[Object pointing dataset lines]

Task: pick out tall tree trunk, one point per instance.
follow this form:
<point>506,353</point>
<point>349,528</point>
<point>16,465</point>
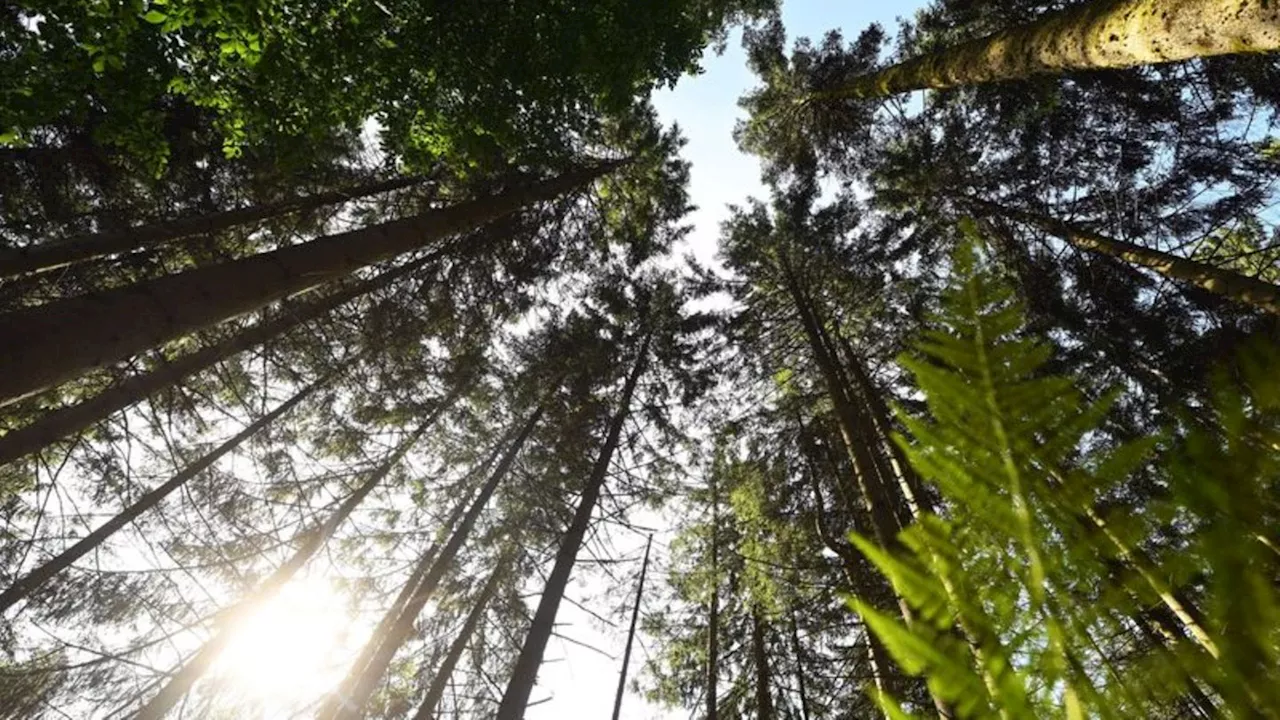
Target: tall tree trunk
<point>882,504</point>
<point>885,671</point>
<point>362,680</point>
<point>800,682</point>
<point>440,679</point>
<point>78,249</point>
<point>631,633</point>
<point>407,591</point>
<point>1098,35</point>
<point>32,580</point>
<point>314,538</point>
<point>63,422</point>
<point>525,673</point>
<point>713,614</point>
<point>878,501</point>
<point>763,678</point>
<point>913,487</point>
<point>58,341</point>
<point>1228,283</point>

...

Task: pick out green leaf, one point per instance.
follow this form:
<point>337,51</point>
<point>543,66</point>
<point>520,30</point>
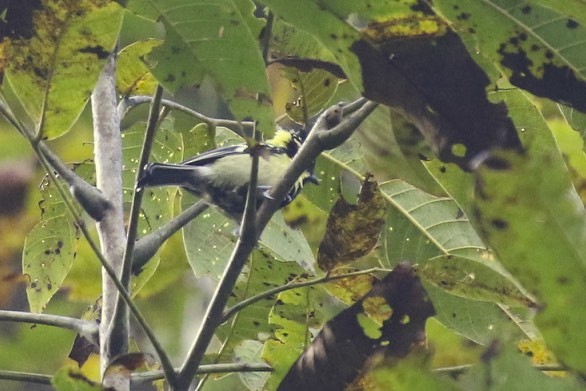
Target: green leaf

* * *

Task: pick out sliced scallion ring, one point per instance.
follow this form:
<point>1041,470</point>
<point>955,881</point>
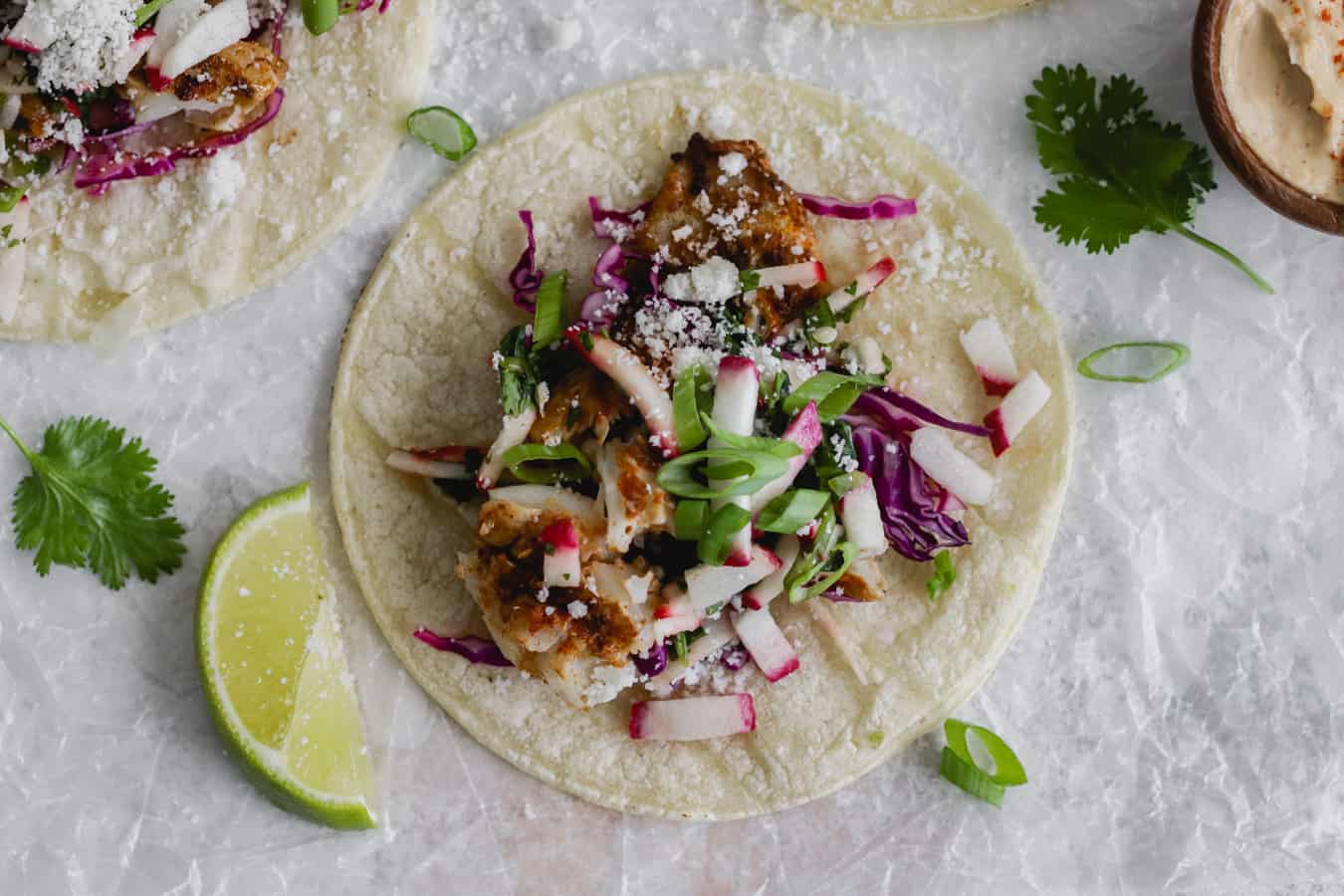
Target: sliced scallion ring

» Task prompt:
Copy out the lines above word for word, starting at the line that contains "Task: pick out tall" and ending after the line that contains "<point>1228,283</point>". Leave the pictures out of your copy.

» Problem solution:
Task: pick out tall tree trunk, one point per instance.
follow this form:
<point>506,353</point>
<point>349,528</point>
<point>16,465</point>
Target: tall tree trunk
<point>882,504</point>
<point>885,671</point>
<point>362,680</point>
<point>800,682</point>
<point>440,679</point>
<point>78,249</point>
<point>631,633</point>
<point>407,591</point>
<point>1098,35</point>
<point>32,580</point>
<point>314,538</point>
<point>63,422</point>
<point>525,673</point>
<point>713,614</point>
<point>878,501</point>
<point>763,678</point>
<point>913,487</point>
<point>58,341</point>
<point>1228,283</point>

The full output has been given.